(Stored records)
^^^^^^^^^^^^^^^^

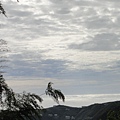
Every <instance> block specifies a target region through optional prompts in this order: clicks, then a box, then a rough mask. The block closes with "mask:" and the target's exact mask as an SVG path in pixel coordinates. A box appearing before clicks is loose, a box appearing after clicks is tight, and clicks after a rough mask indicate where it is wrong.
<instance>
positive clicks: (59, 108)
mask: <svg viewBox="0 0 120 120" xmlns="http://www.w3.org/2000/svg"><path fill="white" fill-rule="evenodd" d="M107 118H108V119H107ZM115 118H116V119H115ZM42 120H120V101H115V102H108V103H102V104H93V105H90V106H84V107H82V108H75V107H68V106H62V105H58V106H55V107H51V108H47V109H46V112H45V114H43V117H42Z"/></svg>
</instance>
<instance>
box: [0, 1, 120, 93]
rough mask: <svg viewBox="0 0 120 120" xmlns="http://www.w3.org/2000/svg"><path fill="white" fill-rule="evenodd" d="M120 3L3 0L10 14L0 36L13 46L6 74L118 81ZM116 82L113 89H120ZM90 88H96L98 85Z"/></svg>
mask: <svg viewBox="0 0 120 120" xmlns="http://www.w3.org/2000/svg"><path fill="white" fill-rule="evenodd" d="M119 3H120V2H119V1H118V0H114V1H112V0H106V1H103V2H102V1H98V0H71V1H69V0H31V1H29V2H28V1H27V0H21V1H20V2H19V3H16V2H15V1H6V0H4V1H3V5H4V7H5V9H6V12H7V16H8V18H5V17H4V16H1V18H0V28H1V29H0V31H1V32H0V36H1V38H2V39H5V40H6V41H7V42H8V45H9V47H10V49H11V52H10V54H9V60H10V62H9V69H7V73H6V77H7V78H8V79H12V78H13V79H14V77H18V78H19V79H21V78H22V79H25V78H30V79H33V78H36V79H38V78H40V77H42V78H45V79H46V78H47V79H48V78H51V79H59V80H63V81H64V80H73V81H75V83H77V82H78V83H81V82H83V81H86V82H88V83H89V82H91V81H94V80H95V82H97V84H98V85H96V86H97V87H98V86H99V84H100V85H102V84H104V83H105V85H107V84H108V85H109V84H110V83H113V80H115V81H118V80H119V78H120V74H119V71H120V62H119V61H120V55H119V54H120V33H119V31H120V25H119V19H120V4H119ZM102 80H103V81H104V82H101V81H102ZM79 85H80V84H79ZM84 86H86V85H84ZM114 87H116V85H115V86H114ZM77 88H78V86H77ZM104 88H105V87H104ZM107 88H108V89H109V86H107ZM107 88H106V89H107ZM110 88H111V87H110ZM117 88H118V86H117ZM117 88H116V89H114V88H113V89H114V90H113V91H114V93H118V92H119V90H118V89H117ZM89 89H91V93H92V92H93V91H94V90H95V87H94V89H93V90H92V87H91V88H89ZM76 91H77V90H76ZM97 92H98V93H100V92H102V93H104V92H105V91H101V90H100V89H99V90H98V91H97ZM111 92H112V90H111Z"/></svg>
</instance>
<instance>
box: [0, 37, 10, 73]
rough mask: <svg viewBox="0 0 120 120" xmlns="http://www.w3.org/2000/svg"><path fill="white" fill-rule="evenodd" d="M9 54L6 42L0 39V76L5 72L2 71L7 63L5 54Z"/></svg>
mask: <svg viewBox="0 0 120 120" xmlns="http://www.w3.org/2000/svg"><path fill="white" fill-rule="evenodd" d="M7 52H9V48H8V46H7V42H6V41H5V40H3V39H0V75H1V74H2V73H3V72H5V71H4V70H3V69H4V68H5V67H7V65H6V62H8V59H7V56H6V53H7Z"/></svg>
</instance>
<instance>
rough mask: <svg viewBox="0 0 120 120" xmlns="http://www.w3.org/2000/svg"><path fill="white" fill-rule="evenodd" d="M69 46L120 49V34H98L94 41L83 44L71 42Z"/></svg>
mask: <svg viewBox="0 0 120 120" xmlns="http://www.w3.org/2000/svg"><path fill="white" fill-rule="evenodd" d="M69 48H71V49H78V50H93V51H112V50H120V35H116V34H112V33H103V34H97V35H96V36H95V37H94V38H93V40H92V41H89V42H87V43H83V44H71V45H70V46H69Z"/></svg>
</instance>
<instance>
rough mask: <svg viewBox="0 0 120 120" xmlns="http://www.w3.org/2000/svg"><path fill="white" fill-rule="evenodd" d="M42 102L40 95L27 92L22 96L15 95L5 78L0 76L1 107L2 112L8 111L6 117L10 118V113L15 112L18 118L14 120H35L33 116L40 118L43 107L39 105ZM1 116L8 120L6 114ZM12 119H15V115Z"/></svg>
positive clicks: (0, 114)
mask: <svg viewBox="0 0 120 120" xmlns="http://www.w3.org/2000/svg"><path fill="white" fill-rule="evenodd" d="M41 102H42V98H41V97H39V96H38V95H35V94H31V93H26V92H23V93H22V94H17V93H15V92H14V91H13V90H12V89H11V88H9V87H8V85H7V84H6V83H5V79H4V78H3V76H2V75H1V76H0V103H1V104H0V105H1V106H0V107H1V108H2V110H4V111H7V112H6V113H7V114H5V116H9V118H10V114H9V113H13V112H15V113H16V114H15V116H17V117H16V118H14V120H17V119H20V120H24V119H25V118H27V119H28V120H29V119H30V120H31V118H32V120H33V118H34V117H33V116H35V118H36V117H38V118H40V111H41V109H42V107H41V106H40V105H39V104H40V103H41ZM0 115H1V117H3V118H4V120H6V119H5V118H6V117H5V116H4V114H0ZM2 115H3V116H2ZM31 116H32V117H31ZM11 117H13V115H12V116H11ZM11 119H12V118H11Z"/></svg>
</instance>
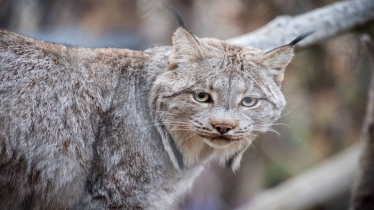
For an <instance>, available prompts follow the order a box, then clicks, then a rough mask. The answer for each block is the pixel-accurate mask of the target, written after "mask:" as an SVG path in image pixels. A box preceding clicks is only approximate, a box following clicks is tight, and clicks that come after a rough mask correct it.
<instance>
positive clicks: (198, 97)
mask: <svg viewBox="0 0 374 210" xmlns="http://www.w3.org/2000/svg"><path fill="white" fill-rule="evenodd" d="M193 97H194V99H195V100H196V101H198V102H209V101H210V95H209V94H208V93H204V92H199V93H195V94H194V96H193Z"/></svg>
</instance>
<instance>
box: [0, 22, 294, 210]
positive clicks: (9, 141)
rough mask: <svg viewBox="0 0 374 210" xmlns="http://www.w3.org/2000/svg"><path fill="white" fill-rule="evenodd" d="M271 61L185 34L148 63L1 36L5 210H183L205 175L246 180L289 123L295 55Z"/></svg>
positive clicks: (149, 52)
mask: <svg viewBox="0 0 374 210" xmlns="http://www.w3.org/2000/svg"><path fill="white" fill-rule="evenodd" d="M266 52H267V51H261V50H258V49H253V48H249V47H240V46H232V45H229V44H227V43H225V42H224V41H220V40H215V39H198V38H194V37H192V35H191V34H189V33H188V32H187V31H185V29H183V28H179V29H178V30H177V31H176V33H175V35H174V37H173V47H158V48H153V49H148V50H146V51H143V52H141V51H132V50H127V49H113V48H104V49H87V48H77V47H68V46H63V45H58V44H52V43H47V42H43V41H38V40H35V39H31V38H28V37H25V36H22V35H18V34H15V33H12V32H8V31H5V30H0V209H9V210H10V209H12V210H13V209H54V210H59V209H173V208H174V207H175V205H176V204H177V202H178V198H180V197H181V196H182V195H183V194H185V193H186V192H187V191H188V190H189V189H190V187H191V186H192V182H193V180H194V179H195V177H196V176H197V175H198V174H199V173H200V172H201V171H202V169H203V167H204V163H206V162H208V161H210V160H212V159H218V160H219V161H220V162H222V163H225V162H227V161H228V160H231V166H232V168H233V169H234V170H236V169H237V168H238V167H239V163H240V159H241V156H242V154H243V152H244V151H245V150H246V148H248V147H249V146H250V144H251V143H252V141H253V140H254V139H255V137H256V136H257V135H258V134H259V133H261V132H266V131H267V130H268V129H270V126H271V124H272V123H273V122H274V121H275V120H276V119H277V118H278V117H279V116H280V113H281V111H282V109H283V107H284V106H285V100H284V97H283V95H282V93H281V91H280V84H281V82H282V80H283V72H284V68H285V66H286V65H287V64H288V63H289V62H290V60H291V58H292V55H293V52H292V47H282V48H279V49H276V50H273V51H272V52H271V53H266ZM196 91H204V92H207V93H209V94H211V95H212V97H213V99H214V102H213V103H210V104H207V103H199V102H196V101H195V100H194V99H193V97H192V95H193V93H194V92H196ZM245 96H253V97H258V98H260V104H259V105H258V106H257V107H255V108H245V107H242V106H240V105H239V103H240V100H241V98H243V97H245ZM221 121H222V122H225V123H231V124H235V126H236V127H235V128H234V129H233V130H231V131H230V132H229V133H227V134H226V135H225V136H224V137H219V135H220V134H219V133H217V131H216V130H215V129H214V128H213V127H212V123H213V122H221ZM213 137H214V138H213ZM171 143H174V144H175V146H173V145H171ZM178 154H179V155H178ZM178 156H179V158H178ZM178 159H179V162H178Z"/></svg>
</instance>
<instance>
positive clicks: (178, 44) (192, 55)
mask: <svg viewBox="0 0 374 210" xmlns="http://www.w3.org/2000/svg"><path fill="white" fill-rule="evenodd" d="M200 42H201V41H200V40H199V39H198V38H197V37H196V36H194V35H193V34H191V33H190V32H189V31H188V30H186V29H184V28H183V27H179V28H178V29H177V31H176V32H175V33H174V36H173V53H172V54H171V55H170V57H169V69H170V70H172V69H174V68H175V67H177V66H178V64H182V63H193V62H197V61H199V60H201V59H202V58H203V57H204V51H203V49H202V47H201V43H200Z"/></svg>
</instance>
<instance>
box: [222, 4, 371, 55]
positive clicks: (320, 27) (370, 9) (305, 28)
mask: <svg viewBox="0 0 374 210" xmlns="http://www.w3.org/2000/svg"><path fill="white" fill-rule="evenodd" d="M373 20H374V1H373V0H353V1H343V2H337V3H334V4H331V5H328V6H325V7H322V8H319V9H315V10H312V11H310V12H307V13H304V14H302V15H298V16H295V17H290V16H281V17H278V18H276V19H274V20H273V21H271V22H270V23H268V24H267V25H265V26H264V27H262V28H260V29H258V30H256V31H254V32H251V33H249V34H245V35H242V36H239V37H235V38H232V39H229V40H228V41H229V42H230V43H232V44H238V45H247V46H252V47H257V48H260V49H272V48H275V47H279V46H282V45H285V44H288V43H289V42H291V41H292V40H293V39H294V38H296V37H297V36H299V35H301V34H303V33H306V32H308V31H315V33H314V34H313V35H311V36H310V37H308V38H307V39H305V40H303V41H302V42H300V43H299V44H297V47H306V46H309V45H312V44H315V43H317V42H320V41H322V40H326V39H329V38H332V37H335V36H337V35H340V34H343V33H346V32H348V31H352V30H354V29H357V28H359V27H362V26H365V25H367V24H369V23H371V22H373Z"/></svg>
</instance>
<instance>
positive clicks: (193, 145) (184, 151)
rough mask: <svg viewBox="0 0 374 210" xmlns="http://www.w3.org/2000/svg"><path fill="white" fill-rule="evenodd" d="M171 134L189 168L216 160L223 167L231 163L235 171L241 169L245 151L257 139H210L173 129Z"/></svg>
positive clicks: (196, 134)
mask: <svg viewBox="0 0 374 210" xmlns="http://www.w3.org/2000/svg"><path fill="white" fill-rule="evenodd" d="M170 133H171V136H172V137H173V139H174V141H175V142H176V145H177V147H178V149H179V150H180V151H181V153H182V154H183V161H184V164H185V165H186V166H187V167H191V166H194V165H198V164H202V163H205V162H207V161H209V160H211V159H216V160H218V161H219V163H220V164H222V165H225V164H227V163H228V162H230V165H229V167H231V168H232V170H233V171H236V170H237V169H238V168H239V166H240V160H241V158H242V155H243V153H244V151H245V150H246V149H247V148H248V147H249V146H250V145H251V143H252V141H253V140H254V139H255V137H251V138H246V139H240V140H226V139H224V138H216V139H208V138H204V137H201V136H199V135H198V134H194V133H193V132H191V131H173V130H172V129H171V132H170Z"/></svg>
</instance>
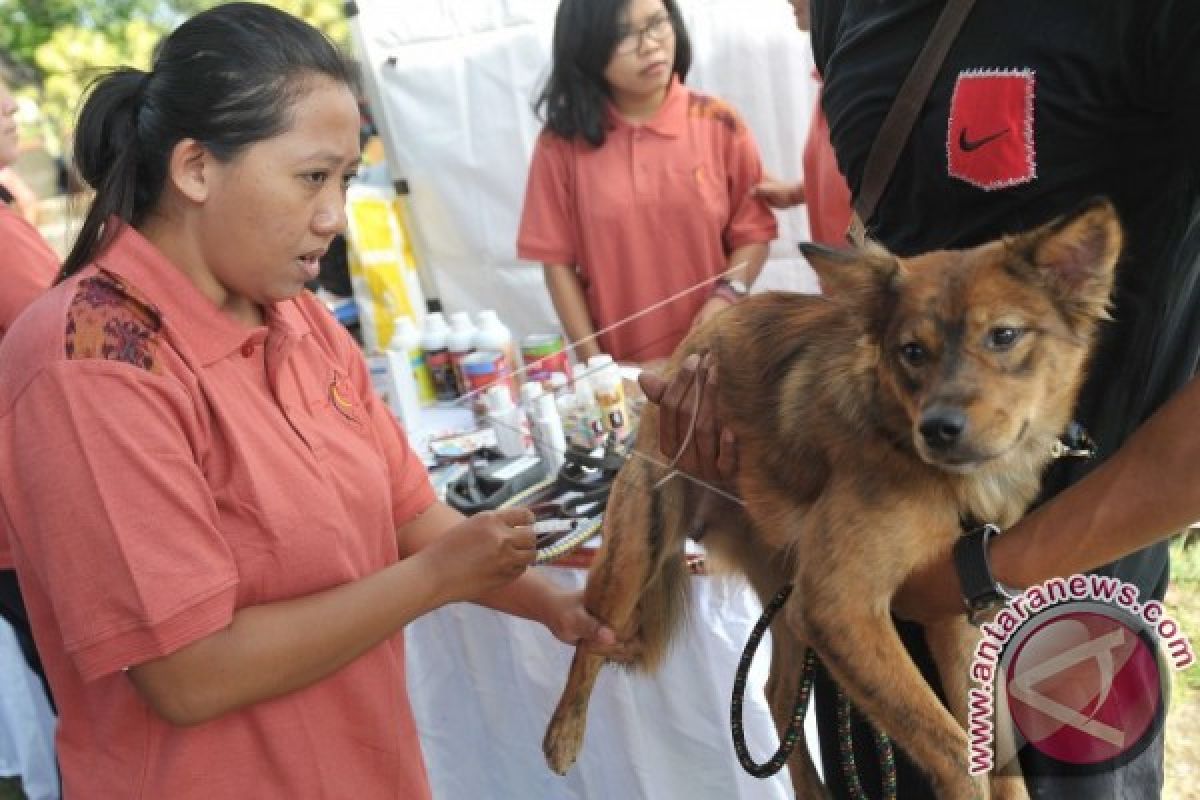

^^^^^^^^^^^^^^^^

- _Action item_
Can you change "rough mask" to "coarse mask" in the lines from the start of the stored records through the line containing "positive clicks: (59, 108)", keeping everything else the same and leaving out the pictures?

- _Answer for the task_
Every <instance> block specifies a target region through optional prompts in this order: clicks, then a box, then a coarse mask. The block closes with "mask:" and the target's exact mask as an SVG path in pixel coordinates. A box appearing before clicks is loose, a box appearing after clicks is tight, and clicks after a coarse mask indicate where it is wrong.
<instance>
positive clicks: (59, 108)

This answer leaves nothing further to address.